On Tue, 5 Apr 2016 22:19:07 -0400, Cheryl >
wrote:

>On 4/4/2016 10:46 AM, Janet B wrote:
>
>> the basement under the house where I grew up was a scary place that
>> children didn't want to go. It was lit by a light bulb in each room.
>> You had to be brave to travel to the center of the room and pull the
>> string to light the bulb. Various rooms wandered off in different
>> directions. All rooms were rough made and obviously meant for storage
>> and such. There were the rooms that were coal bins in the winter
>> (coal came in through the window.) There was the furnace room, eerily
>> lit by flickering flames only in winter, otherwise totally dark. It
>> was a very cold place because the outdoor access was cement stairs
>> covered by a drop down wooden lid. This kind of basement was very
>> common in older houses in the upper mid-west.

>
>Sounds almost exactly like the basement in my paternal grandparents
>house. It wasn't designed for a living space - it had creaky wooden
>stairs and was meant only for storage. I can't remember the lighting
>though. It was probably like you describe, though theirs was probably
>all one big room under the house, or maybe a smaller room off to the
>side. It was in MA. There was even a cement set of stairs with a wooden
>lid at an angle as a separate entrance from the outside, as you
>described. You'd have to prop the wooden lid open with the wooden stick
>thing if you were going down there from outside. I also don't think
>that was fully underground.
──────────────────────────────
### [GOAL OF THE EXERCISE]
Return the part of the post about old basements between "On Tue, 5 Apr" and "in each room.", inclusive, with its wording unchanged.

### [DATASET SECTION]
──────────────────────────────
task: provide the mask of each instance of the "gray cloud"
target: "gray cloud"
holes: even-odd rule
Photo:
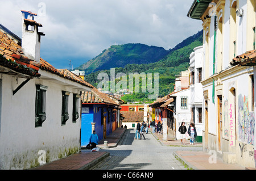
──────────────────────────────
### [FINISHED EXERCISE]
On Tue, 5 Apr 2016 22:19:07 -0400, Cheryl >
wrote:

>On 4/4/2016 10:46 AM, Janet B wrote:
>
>> the basement under the house where I grew up was a scary place that
>> children didn't want to go. It was lit by a light bulb in each room.